# Article start

Introduction

The build process and thermal performance of a fanless Ivy Bridge HTPC was covered in detail last month. I had indicated that the piece would be the first of a three-part HTPC series. Today, we are looking at the second part of the series. My original intention was to present the HTPC oriented benchmarks and aspects of the PC as it was built in the first part.

After a few experiments, we had to do some updates to the build in terms of both hardware and software (OS). The first hint of trouble came when I was unable to reproduce the performance of the i7-3770K Ivy Bridge HTPC with respect to madVR despite having DRAM running at 1600 MHz instead of 1333 MHz. The second was more of a decision to test out what Windows 8 offers to HTPC users. As you will see in later sections, Windows 8 offers a host of advantages to the HTPC user while also presenting some roadblocks. 

In our initial build, we had avoided filling up the second DRAM slot because the DRAM heat sink ended up scraping against the capacitors in the Nano150 PSU. Unfortunately, this meant that we had halved the memory bandwidth available to the processor. madVR, in particular, is very sensitive to bandwidth constraints. We fixed this by deciding to allow the heat sink to touch the capacitors and ended up increasing the installed memory from 4 GB to 8 GB. In order to install Windows 8, we added another SSD to the system and set the unit up in a dual boot configuration with both Windows 7 and Windows 8. We were able to perform sensible power consumption comparisons between the two operating systems in this scenario (same hardware and software configuration except for the OS itself).

# Article end
# Dataset excerpts start

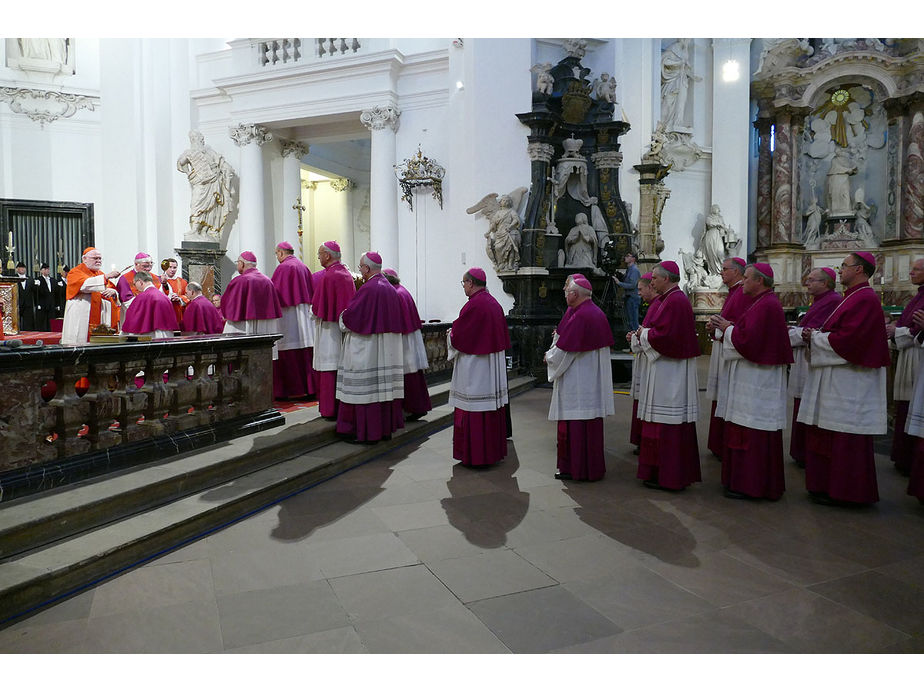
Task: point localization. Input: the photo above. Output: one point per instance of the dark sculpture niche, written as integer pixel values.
(575, 159)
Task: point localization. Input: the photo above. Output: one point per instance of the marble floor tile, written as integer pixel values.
(361, 554)
(449, 630)
(582, 558)
(389, 593)
(337, 641)
(412, 515)
(259, 616)
(270, 565)
(542, 620)
(714, 632)
(432, 544)
(720, 578)
(179, 628)
(885, 599)
(488, 575)
(57, 637)
(154, 586)
(632, 596)
(808, 622)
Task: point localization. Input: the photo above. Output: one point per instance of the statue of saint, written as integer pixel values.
(811, 237)
(676, 73)
(714, 240)
(838, 193)
(210, 180)
(504, 236)
(581, 244)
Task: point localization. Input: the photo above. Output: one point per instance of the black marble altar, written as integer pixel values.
(570, 112)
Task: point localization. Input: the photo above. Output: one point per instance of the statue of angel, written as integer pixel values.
(544, 79)
(605, 88)
(502, 238)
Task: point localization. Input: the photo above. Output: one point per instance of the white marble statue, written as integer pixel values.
(717, 239)
(838, 199)
(575, 48)
(694, 267)
(210, 183)
(862, 226)
(52, 50)
(676, 75)
(599, 224)
(605, 88)
(544, 79)
(811, 236)
(502, 239)
(581, 244)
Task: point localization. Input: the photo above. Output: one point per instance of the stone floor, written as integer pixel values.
(410, 553)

# Dataset excerpts end

Task instructions:
Carry on the fanless HTPC article from its last sentence.

Exercise result:
In the rest of the piece, we will be looking at the general performance metrics, network streaming performance (Netflix and YouTube), refresh rate handling, HTPC decoding and rendering benchmarks for various combinations of decoders and renderers and revisit the power consumption and thermal profile of the system. Before proceeding further, the table below summarizes the hardware and software configuration of the unit under consideration.

Ivy Bridge Passive HTPC Configuration
Processor Intel Ivy Bridge Core i3-3225
(2 x 3.30 GHz, 22nm, 3MB L2, 55W)
Motherboard Asus P8Z77-I Deluxe
Memory 2 x 4GB DDR3-1600 [ G-Skill Ares F3-2133C9Q-16GAB ]
Graphics Intel HD Graphics 4000
650 MHz / 1.15 GHz (Turbo)
Disk Drive(s) Corsair F120 120 GB SSD
OCZ Vertex 2 128 GB SSD
Optical Drive Blu-ray/DVDRW Combo (Philips Lite-On DL-4ETS)
Networking Gigabit Ethernet
802.11b/g/n (5GHz/2.4GHz Dual-Band access) / Bluetooth 4.0 (2T2R Broadcom BCM43228 in AzureWave AW-NB111H)
Audio Microphone and headphone/speaker jacks
Capable of 5.1/7.1 digital output with HD audio bitstreaming (optical SPDIF/HDMI)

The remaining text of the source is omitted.